Records for this task>

- - -

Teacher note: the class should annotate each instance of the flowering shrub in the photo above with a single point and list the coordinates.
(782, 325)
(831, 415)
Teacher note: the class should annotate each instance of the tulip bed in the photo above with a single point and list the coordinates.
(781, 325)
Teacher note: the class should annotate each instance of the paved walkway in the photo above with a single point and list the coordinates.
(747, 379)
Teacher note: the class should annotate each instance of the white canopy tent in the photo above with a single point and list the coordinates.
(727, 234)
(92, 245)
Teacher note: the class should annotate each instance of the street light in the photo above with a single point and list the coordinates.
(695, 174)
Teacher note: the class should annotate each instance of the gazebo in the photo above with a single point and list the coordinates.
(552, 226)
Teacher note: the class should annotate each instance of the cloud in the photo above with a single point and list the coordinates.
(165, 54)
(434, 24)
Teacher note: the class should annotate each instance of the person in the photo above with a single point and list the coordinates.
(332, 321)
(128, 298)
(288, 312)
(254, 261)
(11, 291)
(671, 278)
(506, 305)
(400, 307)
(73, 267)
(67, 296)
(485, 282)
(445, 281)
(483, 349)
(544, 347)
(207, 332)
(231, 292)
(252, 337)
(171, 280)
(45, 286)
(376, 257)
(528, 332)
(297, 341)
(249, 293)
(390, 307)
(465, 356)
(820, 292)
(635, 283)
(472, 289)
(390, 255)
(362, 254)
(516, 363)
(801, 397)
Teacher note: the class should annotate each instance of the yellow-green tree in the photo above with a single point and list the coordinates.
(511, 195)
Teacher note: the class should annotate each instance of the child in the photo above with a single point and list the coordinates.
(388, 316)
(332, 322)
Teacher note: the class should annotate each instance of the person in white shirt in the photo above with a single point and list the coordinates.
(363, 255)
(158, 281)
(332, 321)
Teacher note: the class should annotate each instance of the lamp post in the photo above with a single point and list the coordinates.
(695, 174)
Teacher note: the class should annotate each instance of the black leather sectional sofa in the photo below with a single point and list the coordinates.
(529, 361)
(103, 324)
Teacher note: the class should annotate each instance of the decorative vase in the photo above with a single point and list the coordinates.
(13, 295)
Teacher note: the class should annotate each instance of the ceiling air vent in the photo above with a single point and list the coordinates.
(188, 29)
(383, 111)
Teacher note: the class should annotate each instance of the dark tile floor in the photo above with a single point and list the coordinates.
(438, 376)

- - -

What is being asked> Everything in the data should be copied exactly. Leave nothing out.

Solution>
Teacher note: the class should annotate each instance of the flowering shrub in the photo above with a single point and list the coordinates.
(782, 325)
(831, 415)
Teacher note: the class should annotate each instance of the tulip bed in the photo above with a single point and list the coordinates.
(781, 325)
Teacher note: the class should annotate each instance of the paved walkway in the photo above with a single point and list the coordinates.
(747, 379)
Teacher note: the class should annotate each instance of the white canopy tent in the photo above with a single point and list the coordinates.
(727, 234)
(92, 245)
Teacher note: the class should annotate each instance of the street light in the photo above with a single point and list the coordinates.
(695, 174)
Teacher note: the class should annotate each instance of the gazebo in the photo above with a single point and list the coordinates.
(552, 226)
Teacher note: the class should annotate each instance of the cloud in the photo above with a single point and list the coordinates.
(165, 54)
(434, 24)
Teacher note: the class should annotate each instance of the person in the photo above with a single point and list the coordinates.
(332, 321)
(128, 298)
(288, 312)
(254, 261)
(11, 291)
(671, 278)
(506, 305)
(400, 307)
(73, 267)
(67, 296)
(485, 282)
(445, 281)
(483, 349)
(544, 347)
(207, 332)
(231, 292)
(252, 337)
(171, 280)
(45, 286)
(376, 257)
(528, 332)
(297, 341)
(249, 293)
(390, 307)
(465, 356)
(820, 292)
(635, 283)
(472, 289)
(390, 255)
(362, 254)
(516, 363)
(801, 397)
Teacher note: the class should annotate each instance of the yellow-green tree in the photo above with a single point and list the coordinates.
(511, 195)
Teacher note: the class should annotate each instance of the child in the photo above with a single point and list the coordinates.
(388, 316)
(332, 322)
Teacher note: the class should annotate each instance of the person in white shirt in the photo above with a single point and list the coordinates.
(363, 255)
(158, 281)
(332, 321)
Teacher note: the class should annotate each instance of the lamp post in the photo above with a single point and list the coordinates.
(695, 174)
Teacher note: the class should annotate each instance of the black leather sectional sofa in the photo below with a single point and list the coordinates.
(529, 361)
(103, 324)
Teacher note: the class should annotate each instance of the decorative vase in the photo above with a single point and list the coordinates.
(13, 295)
Teacher note: the class should annotate each instance of the ceiling air vent in the photo above with a single point and list the coordinates.
(188, 29)
(383, 111)
Teacher note: the class should annotate each instance of the dark tile floor in the photo above with a single point and list the coordinates.
(438, 376)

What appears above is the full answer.